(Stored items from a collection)
※
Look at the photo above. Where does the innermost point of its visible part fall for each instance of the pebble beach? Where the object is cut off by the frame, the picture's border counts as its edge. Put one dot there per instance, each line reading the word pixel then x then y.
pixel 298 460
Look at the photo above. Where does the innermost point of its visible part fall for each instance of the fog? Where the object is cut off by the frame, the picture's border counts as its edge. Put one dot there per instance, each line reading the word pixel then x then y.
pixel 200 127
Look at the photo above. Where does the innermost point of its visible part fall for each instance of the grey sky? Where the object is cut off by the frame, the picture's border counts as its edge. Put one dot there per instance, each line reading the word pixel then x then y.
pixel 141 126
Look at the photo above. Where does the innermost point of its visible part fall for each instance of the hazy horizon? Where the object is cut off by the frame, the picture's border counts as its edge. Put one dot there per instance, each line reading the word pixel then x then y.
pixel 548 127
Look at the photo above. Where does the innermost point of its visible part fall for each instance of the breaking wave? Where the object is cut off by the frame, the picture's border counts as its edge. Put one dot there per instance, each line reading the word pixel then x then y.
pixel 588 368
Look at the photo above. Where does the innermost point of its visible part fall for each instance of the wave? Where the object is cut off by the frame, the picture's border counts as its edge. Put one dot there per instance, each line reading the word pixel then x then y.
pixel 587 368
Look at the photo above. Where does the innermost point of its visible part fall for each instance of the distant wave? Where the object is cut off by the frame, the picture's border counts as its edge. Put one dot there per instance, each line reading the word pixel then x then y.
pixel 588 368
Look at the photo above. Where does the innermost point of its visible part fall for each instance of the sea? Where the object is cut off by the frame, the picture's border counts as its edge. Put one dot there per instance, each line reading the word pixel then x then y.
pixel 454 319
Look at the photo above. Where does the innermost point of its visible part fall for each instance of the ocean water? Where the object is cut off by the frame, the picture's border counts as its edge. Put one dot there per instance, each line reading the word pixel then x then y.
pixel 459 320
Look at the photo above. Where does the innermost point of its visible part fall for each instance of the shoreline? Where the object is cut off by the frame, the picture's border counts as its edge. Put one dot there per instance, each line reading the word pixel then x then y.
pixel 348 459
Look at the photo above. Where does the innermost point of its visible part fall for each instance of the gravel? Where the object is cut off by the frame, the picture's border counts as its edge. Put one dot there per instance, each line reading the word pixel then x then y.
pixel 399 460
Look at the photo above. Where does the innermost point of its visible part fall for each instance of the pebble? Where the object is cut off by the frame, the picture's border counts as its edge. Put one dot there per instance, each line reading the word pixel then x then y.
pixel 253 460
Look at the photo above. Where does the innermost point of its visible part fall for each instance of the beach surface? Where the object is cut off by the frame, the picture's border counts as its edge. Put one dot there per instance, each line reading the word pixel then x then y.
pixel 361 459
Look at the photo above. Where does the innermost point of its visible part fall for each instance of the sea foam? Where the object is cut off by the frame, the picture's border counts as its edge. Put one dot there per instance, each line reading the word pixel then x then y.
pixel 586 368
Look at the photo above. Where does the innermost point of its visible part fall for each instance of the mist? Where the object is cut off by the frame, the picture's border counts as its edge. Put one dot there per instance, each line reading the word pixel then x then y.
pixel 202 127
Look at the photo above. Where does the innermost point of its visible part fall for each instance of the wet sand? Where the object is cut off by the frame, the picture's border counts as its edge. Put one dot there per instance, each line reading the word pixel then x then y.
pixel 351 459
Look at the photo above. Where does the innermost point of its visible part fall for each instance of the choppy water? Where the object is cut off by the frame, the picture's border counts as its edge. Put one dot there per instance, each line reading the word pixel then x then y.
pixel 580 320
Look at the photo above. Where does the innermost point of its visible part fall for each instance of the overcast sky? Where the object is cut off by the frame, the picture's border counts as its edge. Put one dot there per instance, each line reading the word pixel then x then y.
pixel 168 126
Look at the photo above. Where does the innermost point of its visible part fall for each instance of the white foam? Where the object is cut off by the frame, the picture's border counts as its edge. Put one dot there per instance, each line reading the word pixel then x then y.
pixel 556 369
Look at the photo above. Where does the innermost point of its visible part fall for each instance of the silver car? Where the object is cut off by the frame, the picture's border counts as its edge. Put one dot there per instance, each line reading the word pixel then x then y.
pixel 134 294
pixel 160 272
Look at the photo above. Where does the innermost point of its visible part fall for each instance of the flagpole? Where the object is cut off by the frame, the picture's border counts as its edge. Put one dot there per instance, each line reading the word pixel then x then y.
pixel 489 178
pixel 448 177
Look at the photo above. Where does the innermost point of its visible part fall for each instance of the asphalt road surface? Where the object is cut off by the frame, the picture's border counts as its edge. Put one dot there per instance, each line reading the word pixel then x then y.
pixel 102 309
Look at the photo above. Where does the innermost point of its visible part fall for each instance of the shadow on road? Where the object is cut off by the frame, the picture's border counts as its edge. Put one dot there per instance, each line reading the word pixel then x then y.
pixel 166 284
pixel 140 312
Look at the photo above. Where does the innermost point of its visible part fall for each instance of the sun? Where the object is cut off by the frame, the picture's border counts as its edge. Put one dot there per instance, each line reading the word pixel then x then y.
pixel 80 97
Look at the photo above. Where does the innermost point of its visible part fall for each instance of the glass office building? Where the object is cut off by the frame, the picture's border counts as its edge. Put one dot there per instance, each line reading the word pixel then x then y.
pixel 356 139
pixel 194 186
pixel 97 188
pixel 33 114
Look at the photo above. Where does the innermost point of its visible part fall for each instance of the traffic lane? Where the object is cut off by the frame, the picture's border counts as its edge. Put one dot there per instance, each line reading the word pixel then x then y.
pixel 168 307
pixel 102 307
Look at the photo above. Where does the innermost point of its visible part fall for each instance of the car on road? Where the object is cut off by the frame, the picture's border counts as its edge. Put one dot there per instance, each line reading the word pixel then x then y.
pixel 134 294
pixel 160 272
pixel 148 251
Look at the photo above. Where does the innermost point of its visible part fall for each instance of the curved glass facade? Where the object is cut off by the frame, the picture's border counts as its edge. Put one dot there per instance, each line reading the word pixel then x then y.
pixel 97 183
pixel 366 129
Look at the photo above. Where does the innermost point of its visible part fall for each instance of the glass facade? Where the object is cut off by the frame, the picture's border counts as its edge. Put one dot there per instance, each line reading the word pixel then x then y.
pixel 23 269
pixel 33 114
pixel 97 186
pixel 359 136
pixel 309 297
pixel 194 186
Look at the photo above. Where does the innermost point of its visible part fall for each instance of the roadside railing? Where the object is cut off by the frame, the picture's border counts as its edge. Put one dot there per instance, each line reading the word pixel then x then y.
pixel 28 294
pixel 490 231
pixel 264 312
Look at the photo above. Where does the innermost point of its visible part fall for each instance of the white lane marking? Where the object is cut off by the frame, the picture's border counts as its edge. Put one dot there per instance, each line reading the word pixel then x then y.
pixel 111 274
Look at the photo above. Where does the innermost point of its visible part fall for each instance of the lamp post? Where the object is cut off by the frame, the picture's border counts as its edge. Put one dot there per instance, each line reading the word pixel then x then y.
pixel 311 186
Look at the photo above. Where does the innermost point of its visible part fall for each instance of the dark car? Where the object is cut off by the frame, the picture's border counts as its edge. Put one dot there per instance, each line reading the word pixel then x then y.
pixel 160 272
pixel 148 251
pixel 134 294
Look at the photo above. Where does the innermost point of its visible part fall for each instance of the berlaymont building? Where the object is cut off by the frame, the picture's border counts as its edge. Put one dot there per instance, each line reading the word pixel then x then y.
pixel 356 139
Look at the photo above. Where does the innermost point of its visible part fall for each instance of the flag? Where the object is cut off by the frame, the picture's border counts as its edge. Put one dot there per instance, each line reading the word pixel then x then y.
※
(INSTRUCTIONS TO FOLLOW) Add 62 to every x and y pixel coordinate in the part of the listing that opens with the line containing "of the shoreline?" and closes with the line containing "pixel 351 459". Write out every line of that part in full with the new values.

(FULL ANSWER)
Look at the photo above. Where does the innermost point of its visible part fall for each instance of the shoreline? Where the object is cut off by the frame, the picture's border counts as its edge. Put one dot there per instance, each line reading the word pixel then x then y.
pixel 410 521
Look at the photo above. Where does the innermost point of its visible part fall for each instance of the gravel? Where the object is cut off by the frame, the picture's border counts as its edge. Put one dot there per instance, each line reading the word pixel then x then y.
pixel 461 522
Look at the photo above. Where does the innermost point of its visible part fall for each instance of the pebble? Where the object is cut off by the frame, the picture's border counts as its edge. Put one dot there per instance, each line reading the word pixel then x then y.
pixel 315 522
Look at the photo above. Where does the innermost point of its visible part fall for each instance of the beach surface? Where the object is cut off by the frame, the picture's border counts as its edge. Put one dot there per instance, each line reading the word pixel then x then y.
pixel 423 521
Look at the photo above. Where does the innermost point of its visible part fall for each instance of the sea foam? Where the object is cut off by the frame, the picture's border counts as its edge. Put one dot there per instance, each line reading the word pixel then x then y.
pixel 648 430
Look at the photo above. Where does the innermost point of its visible part fall for each instance of the mist? Where the object is cut off by the frame, the picture's border counts as its edge. Put one dot there per instance, each line reading the word pixel then x then y.
pixel 264 189
Look at the photo above. Where does the innermost point of its visible part fall for each instance of the wet sand? Where the object is cut off by the frame, the picture's border counts as its edge. Put one dot there per instance, each line reading the word pixel then x then y.
pixel 413 521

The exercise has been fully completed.